ARTIGO:
- - -

O doutor em Informática e coordenador do grupo de pesquisa em segurança da Ufrgs, Raul Fernando Weber, alerta aos usuários de computadores e smartphones a necessidade de atualizações regulares nos seus aparelhos e de atenção máxima com páginas, links e aplicativos suspeitos. As iniciativas evitam problemas como o que atingiu mais de 200 mil computadores nas últimas duas semanas. Na entrevista, Weber ainda explica como os vírus que causaram estragos nos computadores ao redor do globo e como funcionam. Além disso, comenta sobre a possibilidade de uma guerra cibernética.

Correio do Povo (CP): Como foi possível ocorrer os ciberataques das últimas semanas?

Raul Weber (RW): O que eu tenho de informação é que os dois ataques usaram a mesma vulnerabilidade, o mesmo problema, em um protocolo de rede do Windows. As vulnerabilidades ou problemas deste tipo são bem comuns em computação e qualquer fabricante, no momento que descobre um problema desses, envia uma solução. Um conserto. Por isso, frequentemente, recebemos atualizações nos nossos computadores e nos celulares. Justamente para corrigir problemas deste tipo.

- - -

DADOS FORNECIDOS:
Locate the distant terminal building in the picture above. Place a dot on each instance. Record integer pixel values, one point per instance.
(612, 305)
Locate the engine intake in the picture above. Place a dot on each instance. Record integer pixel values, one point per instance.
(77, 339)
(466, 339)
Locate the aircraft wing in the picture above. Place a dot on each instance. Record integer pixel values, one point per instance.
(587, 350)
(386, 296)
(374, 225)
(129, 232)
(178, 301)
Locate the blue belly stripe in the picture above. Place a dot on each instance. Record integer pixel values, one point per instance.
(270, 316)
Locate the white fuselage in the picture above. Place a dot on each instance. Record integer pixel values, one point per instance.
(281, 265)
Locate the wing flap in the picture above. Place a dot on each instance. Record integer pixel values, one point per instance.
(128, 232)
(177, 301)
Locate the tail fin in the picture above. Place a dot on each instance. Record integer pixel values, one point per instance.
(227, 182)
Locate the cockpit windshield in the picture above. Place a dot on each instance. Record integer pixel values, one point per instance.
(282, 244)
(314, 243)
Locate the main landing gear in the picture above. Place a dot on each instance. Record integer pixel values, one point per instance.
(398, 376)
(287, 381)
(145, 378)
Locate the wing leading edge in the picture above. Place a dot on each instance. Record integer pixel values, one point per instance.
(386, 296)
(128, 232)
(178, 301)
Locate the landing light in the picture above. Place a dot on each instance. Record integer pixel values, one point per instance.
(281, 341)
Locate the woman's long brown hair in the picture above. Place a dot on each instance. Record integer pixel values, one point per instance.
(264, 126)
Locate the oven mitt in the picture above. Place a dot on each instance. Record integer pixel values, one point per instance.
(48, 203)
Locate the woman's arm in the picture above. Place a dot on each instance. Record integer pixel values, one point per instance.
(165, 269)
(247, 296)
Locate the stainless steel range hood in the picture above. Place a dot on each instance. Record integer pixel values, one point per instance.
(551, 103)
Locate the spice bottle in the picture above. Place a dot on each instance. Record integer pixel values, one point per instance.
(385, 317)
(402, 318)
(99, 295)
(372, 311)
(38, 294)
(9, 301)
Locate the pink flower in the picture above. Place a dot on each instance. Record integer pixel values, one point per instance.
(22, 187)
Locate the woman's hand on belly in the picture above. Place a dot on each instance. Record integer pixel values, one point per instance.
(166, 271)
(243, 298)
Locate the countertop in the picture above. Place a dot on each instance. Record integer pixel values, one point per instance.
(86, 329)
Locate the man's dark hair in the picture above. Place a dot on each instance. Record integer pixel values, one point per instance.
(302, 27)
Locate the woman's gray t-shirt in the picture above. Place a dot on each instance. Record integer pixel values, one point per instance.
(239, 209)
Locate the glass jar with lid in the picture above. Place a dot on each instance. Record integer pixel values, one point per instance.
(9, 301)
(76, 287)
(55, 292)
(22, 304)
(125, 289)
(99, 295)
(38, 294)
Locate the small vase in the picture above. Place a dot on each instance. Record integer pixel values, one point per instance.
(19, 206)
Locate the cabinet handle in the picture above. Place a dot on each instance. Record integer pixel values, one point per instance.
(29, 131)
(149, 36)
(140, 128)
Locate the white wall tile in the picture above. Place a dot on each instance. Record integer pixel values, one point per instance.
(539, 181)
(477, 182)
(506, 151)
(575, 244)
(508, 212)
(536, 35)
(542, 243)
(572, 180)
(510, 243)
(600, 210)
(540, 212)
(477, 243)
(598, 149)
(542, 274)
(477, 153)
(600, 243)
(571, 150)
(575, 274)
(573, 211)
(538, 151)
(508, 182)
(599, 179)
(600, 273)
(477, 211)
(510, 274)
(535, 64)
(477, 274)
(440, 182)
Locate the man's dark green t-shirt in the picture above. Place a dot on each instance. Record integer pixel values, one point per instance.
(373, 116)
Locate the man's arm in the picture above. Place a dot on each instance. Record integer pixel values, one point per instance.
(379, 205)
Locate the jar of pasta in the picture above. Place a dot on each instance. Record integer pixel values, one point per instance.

- - -

TAREFA PROPOSTA:
Transcreva, sem qualquer alteração, o trecho do artigo sobre os ciberataques que vai de "O doutor em" a "das últimas semanas?".

RESULTADO DO EXERCÍCIO:
O doutor em Informática e coordenador do grupo de pesquisa em segurança da Ufrgs, Raul Fernando Weber, alerta aos usuários de computadores e smartphones a necessidade de atualizações regulares nos seus aparelhos e de atenção máxima com páginas, links e aplicativos suspeitos. As iniciativas evitam problemas como o que atingiu mais de 200 mil computadores nas últimas duas semanas. Na entrevista, Weber ainda explica como os vírus que causaram estragos nos computadores ao redor do globo e como funcionam. Além disso, comenta sobre a possibilidade de uma guerra cibernética.

Correio do Povo (CP): Como foi possível ocorrer os ciberataques das últimas semanas?